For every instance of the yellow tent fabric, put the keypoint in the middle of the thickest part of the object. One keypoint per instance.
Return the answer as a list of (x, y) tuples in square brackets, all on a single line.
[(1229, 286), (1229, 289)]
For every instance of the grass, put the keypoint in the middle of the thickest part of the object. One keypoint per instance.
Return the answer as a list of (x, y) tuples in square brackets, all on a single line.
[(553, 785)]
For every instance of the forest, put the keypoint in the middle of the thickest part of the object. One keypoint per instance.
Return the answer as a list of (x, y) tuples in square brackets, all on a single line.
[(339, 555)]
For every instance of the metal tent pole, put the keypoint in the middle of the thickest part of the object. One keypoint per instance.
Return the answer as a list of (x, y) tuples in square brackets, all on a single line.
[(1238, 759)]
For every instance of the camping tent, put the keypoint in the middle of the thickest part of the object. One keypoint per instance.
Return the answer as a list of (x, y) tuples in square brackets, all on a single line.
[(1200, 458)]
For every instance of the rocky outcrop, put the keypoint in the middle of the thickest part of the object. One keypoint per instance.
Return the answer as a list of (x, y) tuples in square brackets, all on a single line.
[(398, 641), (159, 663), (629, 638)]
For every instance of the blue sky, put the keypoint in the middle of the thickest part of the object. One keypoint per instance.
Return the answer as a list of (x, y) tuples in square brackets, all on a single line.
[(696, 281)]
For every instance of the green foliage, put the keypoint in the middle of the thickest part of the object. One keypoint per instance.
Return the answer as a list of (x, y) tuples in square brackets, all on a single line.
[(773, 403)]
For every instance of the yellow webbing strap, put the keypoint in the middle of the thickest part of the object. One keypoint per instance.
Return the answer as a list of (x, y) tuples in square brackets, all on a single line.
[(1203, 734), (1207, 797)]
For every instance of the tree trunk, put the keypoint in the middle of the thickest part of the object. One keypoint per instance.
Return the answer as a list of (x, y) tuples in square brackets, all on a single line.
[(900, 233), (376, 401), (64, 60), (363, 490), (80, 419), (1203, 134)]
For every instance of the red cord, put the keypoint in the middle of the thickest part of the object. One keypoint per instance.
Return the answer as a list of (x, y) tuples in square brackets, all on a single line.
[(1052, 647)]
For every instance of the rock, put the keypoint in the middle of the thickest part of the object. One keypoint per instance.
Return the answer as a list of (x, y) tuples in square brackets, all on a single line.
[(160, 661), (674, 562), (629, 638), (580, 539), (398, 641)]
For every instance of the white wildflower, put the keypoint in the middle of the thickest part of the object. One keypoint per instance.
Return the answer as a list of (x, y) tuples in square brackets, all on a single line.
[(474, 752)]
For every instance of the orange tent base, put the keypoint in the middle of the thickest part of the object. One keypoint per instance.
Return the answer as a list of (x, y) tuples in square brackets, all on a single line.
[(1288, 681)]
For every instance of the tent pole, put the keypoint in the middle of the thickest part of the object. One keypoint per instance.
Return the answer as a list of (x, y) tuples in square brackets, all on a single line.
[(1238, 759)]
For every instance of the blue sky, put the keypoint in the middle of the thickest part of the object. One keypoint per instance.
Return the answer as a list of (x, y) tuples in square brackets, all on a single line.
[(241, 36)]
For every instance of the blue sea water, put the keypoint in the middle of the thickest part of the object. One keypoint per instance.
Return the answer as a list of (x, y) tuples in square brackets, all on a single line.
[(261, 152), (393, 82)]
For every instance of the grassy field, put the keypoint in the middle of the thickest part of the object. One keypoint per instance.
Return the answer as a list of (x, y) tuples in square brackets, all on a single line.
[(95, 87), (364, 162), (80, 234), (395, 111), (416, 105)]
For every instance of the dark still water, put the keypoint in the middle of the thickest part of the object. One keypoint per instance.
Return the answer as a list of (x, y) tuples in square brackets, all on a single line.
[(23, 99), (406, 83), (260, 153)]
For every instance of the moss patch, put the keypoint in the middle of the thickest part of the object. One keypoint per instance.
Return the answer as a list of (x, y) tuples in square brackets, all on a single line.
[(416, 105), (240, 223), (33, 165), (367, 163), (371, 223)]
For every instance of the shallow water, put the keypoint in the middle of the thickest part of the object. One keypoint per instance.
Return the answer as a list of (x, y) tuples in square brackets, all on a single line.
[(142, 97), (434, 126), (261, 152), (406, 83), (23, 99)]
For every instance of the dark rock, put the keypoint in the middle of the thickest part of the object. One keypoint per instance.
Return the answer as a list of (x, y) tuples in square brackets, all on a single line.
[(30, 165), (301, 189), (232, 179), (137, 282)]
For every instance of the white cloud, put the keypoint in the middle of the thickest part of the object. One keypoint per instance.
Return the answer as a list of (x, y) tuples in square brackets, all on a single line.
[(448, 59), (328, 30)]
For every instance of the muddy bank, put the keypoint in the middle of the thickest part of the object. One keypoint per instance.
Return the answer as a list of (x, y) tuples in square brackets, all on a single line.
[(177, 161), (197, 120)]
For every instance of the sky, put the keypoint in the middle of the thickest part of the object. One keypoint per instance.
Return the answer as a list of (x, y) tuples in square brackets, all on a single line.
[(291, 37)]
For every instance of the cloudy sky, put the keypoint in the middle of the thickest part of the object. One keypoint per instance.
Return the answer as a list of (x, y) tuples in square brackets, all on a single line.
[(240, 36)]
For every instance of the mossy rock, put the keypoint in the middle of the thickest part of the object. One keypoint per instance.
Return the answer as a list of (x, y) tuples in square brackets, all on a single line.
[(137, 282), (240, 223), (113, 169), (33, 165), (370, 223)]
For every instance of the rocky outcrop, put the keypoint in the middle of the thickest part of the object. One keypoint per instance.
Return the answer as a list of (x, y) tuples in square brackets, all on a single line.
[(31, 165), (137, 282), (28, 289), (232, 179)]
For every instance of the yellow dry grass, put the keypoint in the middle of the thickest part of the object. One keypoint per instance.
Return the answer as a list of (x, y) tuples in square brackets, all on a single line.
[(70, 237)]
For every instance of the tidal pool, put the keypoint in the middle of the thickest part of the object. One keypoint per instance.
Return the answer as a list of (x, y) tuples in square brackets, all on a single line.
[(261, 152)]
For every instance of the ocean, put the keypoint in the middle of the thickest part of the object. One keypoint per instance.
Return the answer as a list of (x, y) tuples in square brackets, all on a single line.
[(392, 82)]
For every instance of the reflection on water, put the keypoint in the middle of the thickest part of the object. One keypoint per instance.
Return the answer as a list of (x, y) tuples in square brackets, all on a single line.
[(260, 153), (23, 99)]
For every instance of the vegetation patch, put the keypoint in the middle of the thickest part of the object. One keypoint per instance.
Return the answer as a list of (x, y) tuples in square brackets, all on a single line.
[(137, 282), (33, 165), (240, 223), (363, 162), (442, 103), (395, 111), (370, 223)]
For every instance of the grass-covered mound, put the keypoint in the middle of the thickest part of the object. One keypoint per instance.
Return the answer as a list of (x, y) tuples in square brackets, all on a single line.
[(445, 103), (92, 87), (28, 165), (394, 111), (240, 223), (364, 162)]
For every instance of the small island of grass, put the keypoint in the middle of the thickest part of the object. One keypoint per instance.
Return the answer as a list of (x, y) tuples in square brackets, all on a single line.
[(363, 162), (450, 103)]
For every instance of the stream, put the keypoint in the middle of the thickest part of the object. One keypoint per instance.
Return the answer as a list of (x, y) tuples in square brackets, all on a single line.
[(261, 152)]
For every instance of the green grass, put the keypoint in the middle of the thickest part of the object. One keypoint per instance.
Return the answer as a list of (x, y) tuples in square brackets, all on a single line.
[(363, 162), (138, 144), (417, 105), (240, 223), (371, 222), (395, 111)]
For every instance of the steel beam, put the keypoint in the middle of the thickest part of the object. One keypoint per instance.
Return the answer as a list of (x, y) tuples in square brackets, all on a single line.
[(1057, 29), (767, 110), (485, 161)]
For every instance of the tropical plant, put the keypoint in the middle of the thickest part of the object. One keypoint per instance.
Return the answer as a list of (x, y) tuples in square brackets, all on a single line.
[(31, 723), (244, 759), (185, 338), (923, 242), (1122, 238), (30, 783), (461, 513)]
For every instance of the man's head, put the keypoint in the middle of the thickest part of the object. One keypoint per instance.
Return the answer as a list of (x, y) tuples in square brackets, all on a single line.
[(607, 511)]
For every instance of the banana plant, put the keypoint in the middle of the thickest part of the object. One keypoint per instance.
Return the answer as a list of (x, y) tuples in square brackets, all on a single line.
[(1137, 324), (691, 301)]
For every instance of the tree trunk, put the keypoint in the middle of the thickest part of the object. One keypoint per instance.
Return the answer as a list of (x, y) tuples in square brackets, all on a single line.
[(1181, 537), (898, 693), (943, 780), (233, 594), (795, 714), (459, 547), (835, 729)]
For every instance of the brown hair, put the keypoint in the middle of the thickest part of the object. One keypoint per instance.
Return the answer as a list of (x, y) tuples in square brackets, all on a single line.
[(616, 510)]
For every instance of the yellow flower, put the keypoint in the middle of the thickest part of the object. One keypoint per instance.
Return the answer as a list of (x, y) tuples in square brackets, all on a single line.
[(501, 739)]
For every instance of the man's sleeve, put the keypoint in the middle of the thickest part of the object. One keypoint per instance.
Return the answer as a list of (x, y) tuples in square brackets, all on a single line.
——————————
→ **Task requirements**: Write out again, word for word, the lines of the material above from the line with "For every instance of the man's sleeve, put" through the last line of the material, and nothing else.

→ **Finished task**:
For every instance of the man's sleeve, put the keypoint in the middle of the thickest part of the object. One keypoint per instance.
Return the answer as a list of (x, y) tuples in square brackets, all on a single line.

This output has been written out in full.